WHAT YOU ARE ASKED TO DO
From the very first line down to the line containing "Query: man in dark coat walking", write out the material exactly as it appears, and no more.

SUPPLIED MATERIAL
◇ ◇ ◇ ◇ ◇
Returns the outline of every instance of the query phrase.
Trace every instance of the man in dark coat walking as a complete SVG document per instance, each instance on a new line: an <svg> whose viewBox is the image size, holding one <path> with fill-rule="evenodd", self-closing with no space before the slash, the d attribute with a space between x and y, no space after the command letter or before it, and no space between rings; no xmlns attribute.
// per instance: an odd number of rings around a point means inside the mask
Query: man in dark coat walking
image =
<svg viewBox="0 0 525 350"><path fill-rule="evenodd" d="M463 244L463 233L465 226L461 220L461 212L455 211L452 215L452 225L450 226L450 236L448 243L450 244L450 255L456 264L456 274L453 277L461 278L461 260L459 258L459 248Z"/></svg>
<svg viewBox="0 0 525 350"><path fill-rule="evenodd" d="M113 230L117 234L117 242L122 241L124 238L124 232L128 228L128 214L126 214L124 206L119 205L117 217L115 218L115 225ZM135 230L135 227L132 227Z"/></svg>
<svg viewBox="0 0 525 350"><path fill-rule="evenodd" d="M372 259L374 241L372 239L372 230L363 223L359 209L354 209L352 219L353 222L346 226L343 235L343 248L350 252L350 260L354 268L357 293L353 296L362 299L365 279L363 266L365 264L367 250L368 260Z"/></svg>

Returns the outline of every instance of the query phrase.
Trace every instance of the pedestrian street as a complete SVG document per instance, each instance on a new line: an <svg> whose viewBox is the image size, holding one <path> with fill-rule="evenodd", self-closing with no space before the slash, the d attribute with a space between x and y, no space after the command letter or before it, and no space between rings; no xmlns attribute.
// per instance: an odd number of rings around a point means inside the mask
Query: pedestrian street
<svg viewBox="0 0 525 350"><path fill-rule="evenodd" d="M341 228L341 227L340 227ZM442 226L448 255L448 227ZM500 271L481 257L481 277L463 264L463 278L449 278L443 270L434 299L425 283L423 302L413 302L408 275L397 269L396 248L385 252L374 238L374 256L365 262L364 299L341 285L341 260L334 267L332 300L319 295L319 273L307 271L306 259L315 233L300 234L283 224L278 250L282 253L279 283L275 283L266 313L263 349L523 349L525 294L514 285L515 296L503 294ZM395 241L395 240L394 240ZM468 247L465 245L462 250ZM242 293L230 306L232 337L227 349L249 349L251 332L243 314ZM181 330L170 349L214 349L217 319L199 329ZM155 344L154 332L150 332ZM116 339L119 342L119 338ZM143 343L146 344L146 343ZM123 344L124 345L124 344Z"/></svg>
◇ ◇ ◇ ◇ ◇
ANSWER TO THIS PROBLEM
Returns the outline of every instance of the query phrase.
Trace every instance of the man in dark coat walking as a complete SVG document per instance, each instance on a new line: an <svg> whose viewBox is the image size, holding one <path> with fill-rule="evenodd", self-closing with no space before the slash, the d attribute with a space between x and y, no space after the command letter or before it, and no space between rings; no xmlns attribute.
// per instance: an odd number of rings around a point means inside the mask
Query: man in dark coat walking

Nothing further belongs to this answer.